--- Start AVAILABLE RECORDS ---
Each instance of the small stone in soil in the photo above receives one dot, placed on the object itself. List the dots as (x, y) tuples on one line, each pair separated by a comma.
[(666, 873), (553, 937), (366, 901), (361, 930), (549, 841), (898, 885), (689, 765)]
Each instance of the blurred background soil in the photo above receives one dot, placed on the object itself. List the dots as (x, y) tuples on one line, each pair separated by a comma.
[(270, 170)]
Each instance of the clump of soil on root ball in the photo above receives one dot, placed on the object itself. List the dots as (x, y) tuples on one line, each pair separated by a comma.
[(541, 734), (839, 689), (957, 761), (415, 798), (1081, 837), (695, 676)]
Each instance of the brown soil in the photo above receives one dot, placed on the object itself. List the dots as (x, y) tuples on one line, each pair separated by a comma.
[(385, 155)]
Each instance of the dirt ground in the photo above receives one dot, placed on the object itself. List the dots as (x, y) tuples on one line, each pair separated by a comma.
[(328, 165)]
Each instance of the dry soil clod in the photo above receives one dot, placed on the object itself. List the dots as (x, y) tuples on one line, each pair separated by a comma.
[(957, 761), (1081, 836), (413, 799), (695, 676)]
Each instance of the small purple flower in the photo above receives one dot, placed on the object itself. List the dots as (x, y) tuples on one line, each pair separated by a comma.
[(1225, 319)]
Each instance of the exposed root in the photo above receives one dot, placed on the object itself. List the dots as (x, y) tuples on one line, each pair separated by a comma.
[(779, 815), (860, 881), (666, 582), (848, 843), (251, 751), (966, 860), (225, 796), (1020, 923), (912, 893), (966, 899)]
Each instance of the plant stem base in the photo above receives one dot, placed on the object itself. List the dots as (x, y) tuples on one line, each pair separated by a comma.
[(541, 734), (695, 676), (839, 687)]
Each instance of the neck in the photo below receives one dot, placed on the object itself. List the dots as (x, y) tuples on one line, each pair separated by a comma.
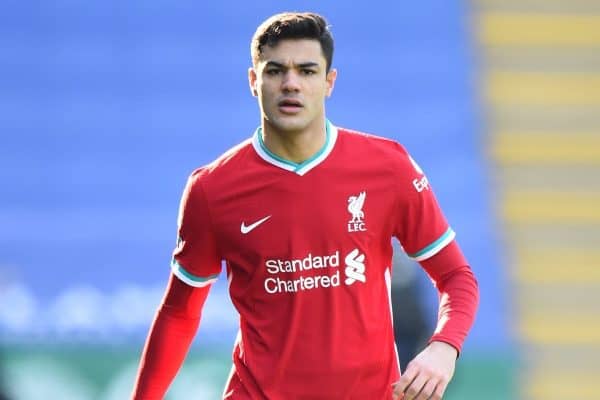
[(295, 146)]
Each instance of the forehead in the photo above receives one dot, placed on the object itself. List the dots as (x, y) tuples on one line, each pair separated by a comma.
[(293, 51)]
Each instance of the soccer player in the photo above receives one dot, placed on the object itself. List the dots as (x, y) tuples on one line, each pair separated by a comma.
[(303, 214)]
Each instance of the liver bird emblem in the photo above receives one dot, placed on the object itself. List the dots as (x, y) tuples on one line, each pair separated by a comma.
[(355, 204)]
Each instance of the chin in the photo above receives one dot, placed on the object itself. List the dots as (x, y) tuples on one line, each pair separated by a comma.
[(291, 123)]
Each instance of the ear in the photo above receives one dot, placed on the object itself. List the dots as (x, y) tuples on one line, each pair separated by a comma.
[(252, 81), (330, 78)]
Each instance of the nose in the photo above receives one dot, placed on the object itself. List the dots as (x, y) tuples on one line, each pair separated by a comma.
[(291, 82)]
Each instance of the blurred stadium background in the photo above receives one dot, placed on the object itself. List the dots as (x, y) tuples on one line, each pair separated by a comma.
[(105, 108)]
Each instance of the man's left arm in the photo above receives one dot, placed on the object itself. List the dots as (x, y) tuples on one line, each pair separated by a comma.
[(428, 374)]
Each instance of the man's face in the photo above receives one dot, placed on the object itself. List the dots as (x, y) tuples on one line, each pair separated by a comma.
[(291, 84)]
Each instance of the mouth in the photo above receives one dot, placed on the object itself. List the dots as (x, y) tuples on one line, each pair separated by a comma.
[(290, 106)]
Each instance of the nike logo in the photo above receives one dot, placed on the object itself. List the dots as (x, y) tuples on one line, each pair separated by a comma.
[(245, 229)]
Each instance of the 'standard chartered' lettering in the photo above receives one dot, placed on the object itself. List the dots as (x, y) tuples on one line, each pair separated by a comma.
[(309, 262), (282, 268)]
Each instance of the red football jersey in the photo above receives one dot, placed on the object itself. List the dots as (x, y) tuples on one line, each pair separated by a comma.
[(308, 254)]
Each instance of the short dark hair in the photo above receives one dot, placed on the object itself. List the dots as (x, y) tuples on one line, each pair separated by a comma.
[(293, 25)]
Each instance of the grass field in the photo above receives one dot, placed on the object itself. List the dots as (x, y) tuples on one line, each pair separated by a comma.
[(107, 373)]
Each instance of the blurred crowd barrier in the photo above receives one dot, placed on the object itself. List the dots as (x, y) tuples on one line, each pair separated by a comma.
[(541, 82)]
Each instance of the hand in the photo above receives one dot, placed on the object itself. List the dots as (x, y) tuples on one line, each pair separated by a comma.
[(428, 374)]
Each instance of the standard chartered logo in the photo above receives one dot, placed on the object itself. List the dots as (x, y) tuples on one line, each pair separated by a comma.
[(355, 267), (313, 272)]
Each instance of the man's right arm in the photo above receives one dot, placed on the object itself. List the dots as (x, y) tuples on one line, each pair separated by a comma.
[(169, 339)]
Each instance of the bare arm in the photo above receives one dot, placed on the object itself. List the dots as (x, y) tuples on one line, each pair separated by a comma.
[(428, 374)]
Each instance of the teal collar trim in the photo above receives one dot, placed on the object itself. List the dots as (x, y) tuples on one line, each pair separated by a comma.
[(298, 168)]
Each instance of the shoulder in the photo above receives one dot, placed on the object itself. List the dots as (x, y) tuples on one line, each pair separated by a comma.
[(374, 146), (227, 162)]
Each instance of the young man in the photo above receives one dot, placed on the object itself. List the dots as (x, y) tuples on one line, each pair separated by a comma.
[(303, 214)]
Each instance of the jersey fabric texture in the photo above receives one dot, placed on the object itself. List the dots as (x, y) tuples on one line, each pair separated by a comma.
[(308, 253)]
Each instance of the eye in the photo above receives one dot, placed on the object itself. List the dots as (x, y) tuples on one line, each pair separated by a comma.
[(273, 71)]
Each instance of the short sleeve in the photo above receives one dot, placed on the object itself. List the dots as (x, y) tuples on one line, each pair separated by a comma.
[(420, 226), (196, 259)]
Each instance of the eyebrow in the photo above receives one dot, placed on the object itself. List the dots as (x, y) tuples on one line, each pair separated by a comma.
[(307, 64)]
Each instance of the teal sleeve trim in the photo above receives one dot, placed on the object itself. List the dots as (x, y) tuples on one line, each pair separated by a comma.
[(191, 279), (434, 247)]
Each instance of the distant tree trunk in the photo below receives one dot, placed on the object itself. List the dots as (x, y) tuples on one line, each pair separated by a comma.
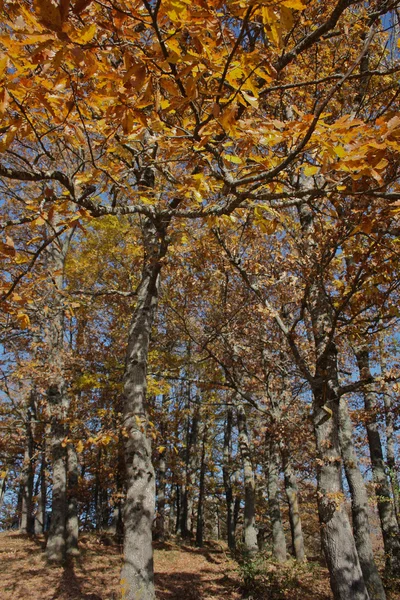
[(97, 491), (40, 516), (72, 522), (3, 483), (391, 455), (389, 526), (292, 496), (56, 542), (250, 531), (200, 504), (28, 472), (58, 403), (161, 498), (118, 525), (227, 478), (137, 578), (392, 463), (177, 509), (337, 537), (191, 458), (278, 535), (359, 506)]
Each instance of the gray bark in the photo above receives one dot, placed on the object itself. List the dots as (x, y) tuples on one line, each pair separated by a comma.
[(3, 483), (200, 504), (161, 498), (391, 455), (72, 522), (56, 542), (227, 478), (137, 579), (28, 471), (250, 531), (389, 525), (58, 404), (337, 537), (191, 459), (40, 516), (278, 535), (292, 496), (359, 506)]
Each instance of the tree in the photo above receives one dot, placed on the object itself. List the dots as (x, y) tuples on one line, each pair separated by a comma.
[(121, 112)]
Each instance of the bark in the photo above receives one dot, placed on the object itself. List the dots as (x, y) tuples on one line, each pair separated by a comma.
[(200, 504), (161, 498), (186, 528), (278, 535), (28, 471), (227, 478), (3, 484), (58, 404), (337, 537), (359, 506), (389, 525), (391, 455), (40, 516), (56, 542), (118, 526), (137, 579), (72, 522), (250, 531), (292, 496)]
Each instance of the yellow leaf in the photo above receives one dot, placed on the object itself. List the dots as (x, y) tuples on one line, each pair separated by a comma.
[(340, 151), (252, 101), (286, 18), (271, 24), (310, 170), (232, 158), (295, 4), (8, 139), (48, 13), (23, 320), (3, 64), (86, 34)]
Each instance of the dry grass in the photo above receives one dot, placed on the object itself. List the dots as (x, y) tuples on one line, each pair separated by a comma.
[(182, 573)]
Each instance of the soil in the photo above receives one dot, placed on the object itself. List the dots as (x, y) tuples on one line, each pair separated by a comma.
[(183, 572)]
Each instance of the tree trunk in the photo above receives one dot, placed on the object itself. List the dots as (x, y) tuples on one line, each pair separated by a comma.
[(391, 455), (389, 526), (40, 516), (28, 472), (278, 535), (3, 483), (137, 579), (72, 522), (161, 498), (337, 537), (191, 459), (292, 496), (200, 505), (56, 542), (227, 478), (359, 506), (250, 531), (58, 403)]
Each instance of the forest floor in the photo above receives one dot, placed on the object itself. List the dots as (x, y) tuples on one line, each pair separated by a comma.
[(182, 573)]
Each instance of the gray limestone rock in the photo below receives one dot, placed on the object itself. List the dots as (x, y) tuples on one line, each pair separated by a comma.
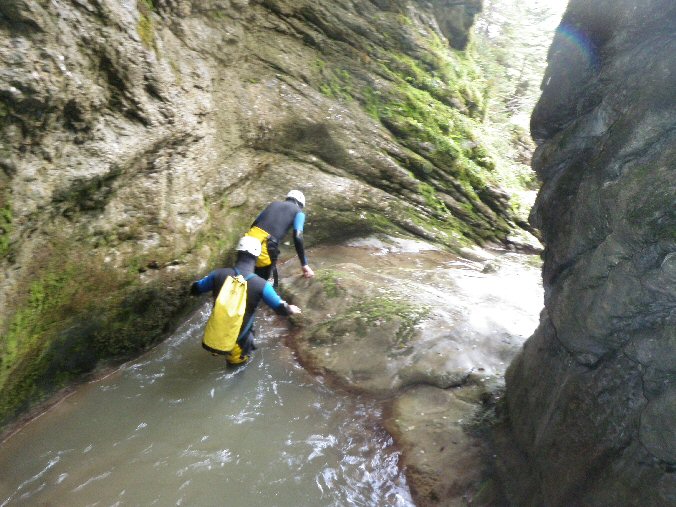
--- End AVAILABLE RECORDS ---
_REQUEST_:
Please reproduce the rows from the line that has "Each instance of the man's left" through the line that has "[(245, 229)]", swapping "receives one dot" for "gets a single dot" and leaving everything else unchanged.

_RESPONSE BELOW_:
Each instance of the man's left arm in the photo above gets a single dot, placed on the object itself. List the dots as (x, y) tuples on one line, each pair separated by a comma.
[(428, 374)]
Each instance of the man's face in the photo above gets a single dot, placed on the object itself. List the dots as (x, y) tuples on one line, each pair separated by a comma.
[(291, 84)]
Each instance of the mouth in the photo above gets a single dot, placed on the object itself. List the dots as (x, y) tuples on one line, each pair separated by a comma.
[(290, 106)]
Each instance of the nike logo in the photo above gets a single dot, placed on the object itself. List the dots as (x, y) tuples on one line, each pair separated by a comma.
[(245, 229)]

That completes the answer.